(Task prompt): Return all of the entries below, word for word. Omit each picture.

(Provided data):
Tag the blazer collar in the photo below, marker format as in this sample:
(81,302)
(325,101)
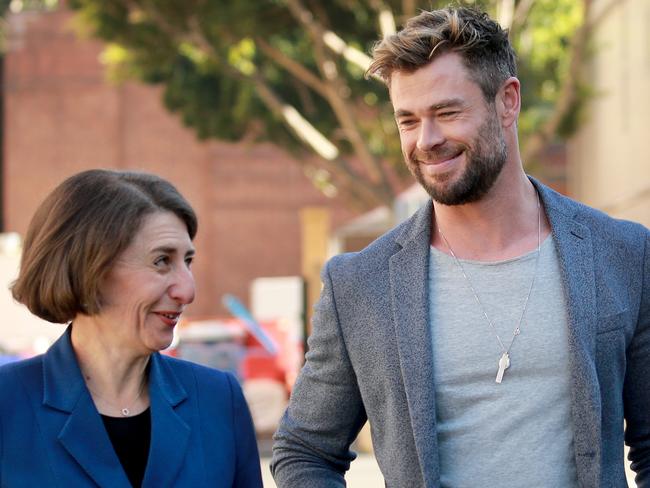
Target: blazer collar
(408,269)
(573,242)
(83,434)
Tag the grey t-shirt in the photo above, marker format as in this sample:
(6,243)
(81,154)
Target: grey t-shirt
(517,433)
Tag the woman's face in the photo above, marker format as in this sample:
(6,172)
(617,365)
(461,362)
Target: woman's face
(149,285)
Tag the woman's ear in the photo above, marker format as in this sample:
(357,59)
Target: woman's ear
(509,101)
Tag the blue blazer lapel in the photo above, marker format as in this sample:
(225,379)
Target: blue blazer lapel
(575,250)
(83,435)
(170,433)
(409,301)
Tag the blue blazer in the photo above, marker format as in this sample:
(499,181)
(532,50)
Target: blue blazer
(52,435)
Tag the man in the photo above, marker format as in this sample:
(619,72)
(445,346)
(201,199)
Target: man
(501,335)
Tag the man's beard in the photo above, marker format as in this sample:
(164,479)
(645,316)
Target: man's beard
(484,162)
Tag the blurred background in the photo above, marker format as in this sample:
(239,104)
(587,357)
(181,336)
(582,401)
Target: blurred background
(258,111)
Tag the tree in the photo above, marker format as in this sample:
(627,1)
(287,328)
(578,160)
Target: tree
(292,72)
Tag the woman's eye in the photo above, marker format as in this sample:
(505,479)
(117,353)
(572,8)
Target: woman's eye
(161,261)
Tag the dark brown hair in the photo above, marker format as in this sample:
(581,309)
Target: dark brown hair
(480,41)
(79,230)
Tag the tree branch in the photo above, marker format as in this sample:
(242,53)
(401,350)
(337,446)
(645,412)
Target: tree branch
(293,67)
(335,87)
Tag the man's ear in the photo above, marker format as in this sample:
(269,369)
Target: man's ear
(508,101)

(Written response):
Tag the blazer collar in the photo below, marker format as in this sample:
(81,302)
(325,101)
Target: blazer collar
(408,269)
(573,242)
(83,434)
Tag the grey t-shirt in the photo above, marker format as in this sample:
(6,243)
(81,154)
Target: grey t-shirt
(517,433)
Tag the woman's face in the photo above, marker format as in this sample:
(6,172)
(617,365)
(461,362)
Target: woman's face
(149,285)
Tag the woman's ear in the photo above, marker format as in this sample:
(357,59)
Target: woman's ear
(509,101)
Tag the blue blazer lapel in the photo above, marker format as in this sample:
(225,379)
Target: blue blazer lapel
(575,250)
(83,435)
(170,433)
(409,301)
Tag the blue blazer in the photo above, marker format as in this sample:
(499,181)
(532,50)
Target: blue blazer
(52,435)
Tag the man in the photo above, marker format as in this sample:
(619,72)
(445,346)
(201,199)
Target: man
(501,335)
Tag the man's beard in the photo above, marker format as in this sample:
(164,479)
(645,316)
Target: man's beard
(484,162)
Tag the blurred background in the photo above, marker format as in this sample:
(239,104)
(587,357)
(181,336)
(582,401)
Target: blurred background
(258,111)
Tag the tree in the photo above, marker format as in this sample:
(627,1)
(287,328)
(578,160)
Target: tree
(292,72)
Tag the woman's eye in the photo above, marker format as in this sample:
(505,479)
(117,353)
(572,8)
Target: woman's eye
(161,261)
Tag the dark brown hair in the photo above, marker format as in this sample:
(581,309)
Target: dark brown hair
(480,41)
(79,230)
Tag the tree branch in the photo above, marker format as in this sample:
(242,53)
(401,350)
(337,446)
(645,412)
Target: tree branch
(293,67)
(335,87)
Tag the man's ear in the photo above, marker format as in this sample:
(269,369)
Target: man's ear
(508,101)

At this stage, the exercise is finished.